◆ About this exercise
Write out the records that follow with every word intact.
Segment Start: Record excerpts
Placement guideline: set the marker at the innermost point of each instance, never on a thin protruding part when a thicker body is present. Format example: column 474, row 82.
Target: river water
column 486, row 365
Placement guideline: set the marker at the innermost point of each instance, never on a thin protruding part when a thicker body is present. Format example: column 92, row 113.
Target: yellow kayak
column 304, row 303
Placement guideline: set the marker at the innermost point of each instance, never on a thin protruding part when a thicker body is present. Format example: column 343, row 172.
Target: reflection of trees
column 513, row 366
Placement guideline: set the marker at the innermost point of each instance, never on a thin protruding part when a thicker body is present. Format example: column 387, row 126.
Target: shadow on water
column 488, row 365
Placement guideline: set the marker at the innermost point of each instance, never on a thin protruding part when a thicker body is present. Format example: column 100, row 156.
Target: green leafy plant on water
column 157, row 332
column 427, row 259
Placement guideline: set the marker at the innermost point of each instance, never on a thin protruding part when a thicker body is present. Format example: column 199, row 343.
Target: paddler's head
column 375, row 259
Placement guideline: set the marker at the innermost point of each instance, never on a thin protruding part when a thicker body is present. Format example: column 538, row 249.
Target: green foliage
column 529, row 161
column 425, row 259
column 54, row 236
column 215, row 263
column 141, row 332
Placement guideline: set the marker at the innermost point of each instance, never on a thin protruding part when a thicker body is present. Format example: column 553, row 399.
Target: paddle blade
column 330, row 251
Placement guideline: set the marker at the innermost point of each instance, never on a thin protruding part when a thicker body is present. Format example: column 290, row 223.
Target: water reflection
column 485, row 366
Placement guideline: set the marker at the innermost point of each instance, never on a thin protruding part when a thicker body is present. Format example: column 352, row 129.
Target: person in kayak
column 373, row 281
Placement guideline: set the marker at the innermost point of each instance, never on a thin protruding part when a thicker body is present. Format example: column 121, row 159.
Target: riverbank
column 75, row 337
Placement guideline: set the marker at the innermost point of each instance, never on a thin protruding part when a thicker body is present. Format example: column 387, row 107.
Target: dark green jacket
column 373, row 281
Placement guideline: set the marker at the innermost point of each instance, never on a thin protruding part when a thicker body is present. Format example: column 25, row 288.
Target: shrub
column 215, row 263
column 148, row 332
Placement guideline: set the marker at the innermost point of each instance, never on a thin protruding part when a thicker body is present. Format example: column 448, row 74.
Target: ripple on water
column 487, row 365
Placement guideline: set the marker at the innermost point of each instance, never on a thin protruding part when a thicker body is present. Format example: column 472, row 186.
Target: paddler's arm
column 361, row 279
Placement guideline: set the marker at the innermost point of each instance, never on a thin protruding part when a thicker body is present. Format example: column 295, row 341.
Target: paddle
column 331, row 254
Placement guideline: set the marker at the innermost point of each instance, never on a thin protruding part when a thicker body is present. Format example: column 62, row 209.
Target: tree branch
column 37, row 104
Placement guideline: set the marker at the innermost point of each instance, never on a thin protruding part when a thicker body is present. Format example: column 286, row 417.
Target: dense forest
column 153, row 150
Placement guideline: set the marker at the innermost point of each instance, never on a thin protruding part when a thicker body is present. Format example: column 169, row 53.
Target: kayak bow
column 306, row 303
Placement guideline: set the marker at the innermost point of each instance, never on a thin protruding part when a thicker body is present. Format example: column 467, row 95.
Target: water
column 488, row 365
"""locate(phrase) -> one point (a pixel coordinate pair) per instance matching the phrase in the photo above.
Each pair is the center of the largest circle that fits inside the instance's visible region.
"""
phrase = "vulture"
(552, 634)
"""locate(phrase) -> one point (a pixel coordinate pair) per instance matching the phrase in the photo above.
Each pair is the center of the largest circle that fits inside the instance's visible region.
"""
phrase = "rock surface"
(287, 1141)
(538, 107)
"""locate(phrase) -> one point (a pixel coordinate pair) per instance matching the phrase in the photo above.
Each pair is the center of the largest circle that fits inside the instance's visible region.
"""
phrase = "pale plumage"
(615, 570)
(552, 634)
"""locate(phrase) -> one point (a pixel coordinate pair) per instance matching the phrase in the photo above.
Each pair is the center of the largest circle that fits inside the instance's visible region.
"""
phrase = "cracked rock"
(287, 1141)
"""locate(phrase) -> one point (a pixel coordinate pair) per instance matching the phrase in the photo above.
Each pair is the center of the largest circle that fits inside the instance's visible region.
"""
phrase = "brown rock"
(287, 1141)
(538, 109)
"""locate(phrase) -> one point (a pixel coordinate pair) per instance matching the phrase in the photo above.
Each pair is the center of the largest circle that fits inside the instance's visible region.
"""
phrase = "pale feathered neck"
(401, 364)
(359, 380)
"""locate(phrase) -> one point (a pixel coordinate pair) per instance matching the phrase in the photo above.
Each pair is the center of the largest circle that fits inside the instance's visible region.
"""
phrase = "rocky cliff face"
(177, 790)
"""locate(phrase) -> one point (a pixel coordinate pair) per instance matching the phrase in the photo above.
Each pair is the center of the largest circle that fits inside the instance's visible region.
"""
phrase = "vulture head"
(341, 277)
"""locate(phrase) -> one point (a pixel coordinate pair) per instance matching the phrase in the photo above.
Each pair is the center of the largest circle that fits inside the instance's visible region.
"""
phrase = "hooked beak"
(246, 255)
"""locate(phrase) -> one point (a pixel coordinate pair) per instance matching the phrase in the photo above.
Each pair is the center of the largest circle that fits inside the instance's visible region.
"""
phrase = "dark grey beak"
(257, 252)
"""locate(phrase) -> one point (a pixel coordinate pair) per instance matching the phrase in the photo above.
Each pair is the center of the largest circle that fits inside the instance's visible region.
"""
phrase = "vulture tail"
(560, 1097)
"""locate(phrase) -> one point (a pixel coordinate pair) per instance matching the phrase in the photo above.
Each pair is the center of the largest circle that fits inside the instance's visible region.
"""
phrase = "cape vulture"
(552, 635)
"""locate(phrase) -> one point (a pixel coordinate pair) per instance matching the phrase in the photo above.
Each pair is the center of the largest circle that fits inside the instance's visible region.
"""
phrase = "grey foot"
Segment End: Record excerpts
◆ Response to the task
Placement guideline: set the marker at the innermost point of each instance, never on a thin protruding part when a thicker body is present. Format example: column 474, row 82.
Target: river water
column 486, row 365
Placement guideline: set the marker at the innermost point of each instance, never on a thin protruding part when a thicker body is present. Format example: column 92, row 113.
Target: yellow kayak
column 304, row 303
Placement guideline: set the marker at the innermost point of each instance, never on a thin protruding part when a thicker body is present. Format example: column 343, row 172.
Target: reflection of trees
column 513, row 366
Placement guideline: set the marker at the innermost point of each instance, never on a thin protruding part when a thicker body is present. Format example: column 387, row 126.
Target: shadow on water
column 488, row 365
Placement guideline: set the marker at the innermost point of each instance, never on a thin protruding part when a thicker body is present. Format example: column 100, row 156.
Target: green leafy plant on water
column 157, row 332
column 427, row 259
Placement guideline: set the marker at the innermost point of each instance, never on a thin protruding part when a thicker body is present. Format example: column 199, row 343.
Target: paddler's head
column 375, row 259
Placement guideline: set the marker at the innermost point of each instance, never on a thin protruding part when a thicker body is present. Format example: column 538, row 249.
Target: green foliage
column 529, row 161
column 425, row 259
column 54, row 236
column 215, row 263
column 141, row 332
Placement guideline: set the marker at the innermost point of each instance, never on a thin protruding part when a thicker body is present. Format example: column 553, row 399.
Target: paddle blade
column 330, row 251
Placement guideline: set the marker at the innermost point of each instance, never on a thin protruding part when a thicker body is present. Format example: column 290, row 223.
Target: water reflection
column 485, row 366
Placement guideline: set the marker at the innermost point of each instance, never on a thin protruding part when a thicker body is present. Format example: column 352, row 129.
Target: person in kayak
column 373, row 281
Placement guideline: set the marker at the innermost point of each instance, never on a thin protruding part when a thicker body is present. Format example: column 121, row 159.
Target: riverbank
column 75, row 337
Placement guideline: set the marker at the innermost point of each instance, never on a thin protruding part when a thicker body is present. Format example: column 387, row 107.
Target: dark green jacket
column 373, row 281
Placement guideline: set the marker at the innermost point of each instance, never on a thin protruding part when a thicker body is present. Format example: column 25, row 288.
Target: shrub
column 215, row 263
column 148, row 332
Placement guideline: set the marker at the innermost point of each instance, never on a thin protruding part when a thicker body is present. Format example: column 448, row 74.
Target: ripple on water
column 487, row 365
Placement guideline: set the marker at the innermost point of each instance, never on a thin protruding part when a thicker body is present. Format example: column 472, row 186.
Target: paddler's arm
column 361, row 279
Placement guideline: set the marker at the innermost point of each instance, never on a thin protruding part when a thicker body is present. Format example: column 295, row 341.
Target: paddle
column 331, row 254
Placement guideline: set the marker at the innermost point of each instance, never on a thin protruding part when a thicker body is present. Format example: column 62, row 209.
Target: tree branch
column 37, row 104
Placement guideline: set the marker at the innermost point of each instance, never on a thin protruding part when a thicker body is present. Format example: column 286, row 417.
Target: dense forest
column 153, row 150
Placement guideline: set the marker at the innermost point of each instance, never on a thin protruding part when a thicker body is present. Format example: column 169, row 53.
Target: kayak bow
column 306, row 303
Placement guideline: set the marker at the innermost point of each instance, never on a thin protruding part when a thicker body is present. Format example: column 467, row 95.
Target: water
column 488, row 365
"""locate(phrase) -> one point (a pixel coordinate pair) per instance matching the phrase in the photo above.
Each pair is the center of the largest circle that fits inside the instance's visible region.
"""
phrase = "vulture"
(552, 634)
"""locate(phrase) -> one point (a pixel coordinate pair) per instance matching the phrase in the photo above.
Each pair is the center of the largest circle that fits inside the instance's visible region.
"""
phrase = "rock surface"
(287, 1141)
(538, 107)
"""locate(phrase) -> one point (a pixel coordinate pair) per instance matching the phrase in the photo above.
Each pair is the center of the largest circle that fits inside the instance's visible region.
"""
phrase = "pale plumage"
(615, 570)
(552, 634)
"""locate(phrase) -> one point (a pixel coordinate pair) per instance matching the phrase in the photo above.
Each pair is the center of the largest circle that fits inside the instance's visible region.
"""
phrase = "cracked rock"
(287, 1141)
"""locate(phrase) -> one point (a pixel coordinate pair) per instance matching the phrase in the photo above.
Each pair is the center of the largest circle that fits inside the instance's visible region.
"""
phrase = "brown rock"
(287, 1141)
(538, 109)
"""locate(phrase) -> one point (a pixel coordinate pair) per instance matching the phrase in the photo above.
Each pair is the center of the largest circle that fits inside the instance's visible region.
"""
phrase = "pale feathered neck"
(401, 364)
(359, 380)
"""locate(phrase) -> one point (a pixel coordinate pair) per instance matching the phrase in the photo above.
Each pair is the center of the largest circle that fits inside the instance's visible region.
"""
phrase = "rocky cliff face"
(177, 790)
"""locate(phrase) -> one point (a pixel coordinate pair) per instance matching the phrase in the photo above.
Each pair is the center of the largest circle that fits inside the instance's visible region.
"""
phrase = "vulture head"
(341, 277)
"""locate(phrase) -> one point (a pixel coordinate pair) per instance matching the phrase in the photo above.
Each pair is the center of the largest circle that fits inside the instance's visible region.
"""
phrase = "hooked beak"
(246, 255)
"""locate(phrase) -> one point (a pixel coordinate pair) per instance matching the phrase in the photo above.
Each pair is the center of the largest circle that fits inside the instance's visible region.
"""
phrase = "dark grey beak"
(257, 252)
"""locate(phrase) -> one point (a pixel coordinate pair) per instance matching the phrase in the photo above.
Each pair is the center of the largest circle that fits inside the instance's visible region.
"""
phrase = "vulture tail"
(560, 1097)
"""locate(phrase) -> one point (a pixel coordinate pair) per instance matching the phrase in the photo above.
Each pair is the center of the largest circle that fits inside the instance's visible region.
"""
phrase = "cape vulture"
(552, 635)
"""locate(phrase) -> one point (a pixel coordinate pair) per instance matching the phrase in the photo above.
Each pair is the center of the largest circle that fits inside the instance's visible region.
"""
phrase = "grey foot"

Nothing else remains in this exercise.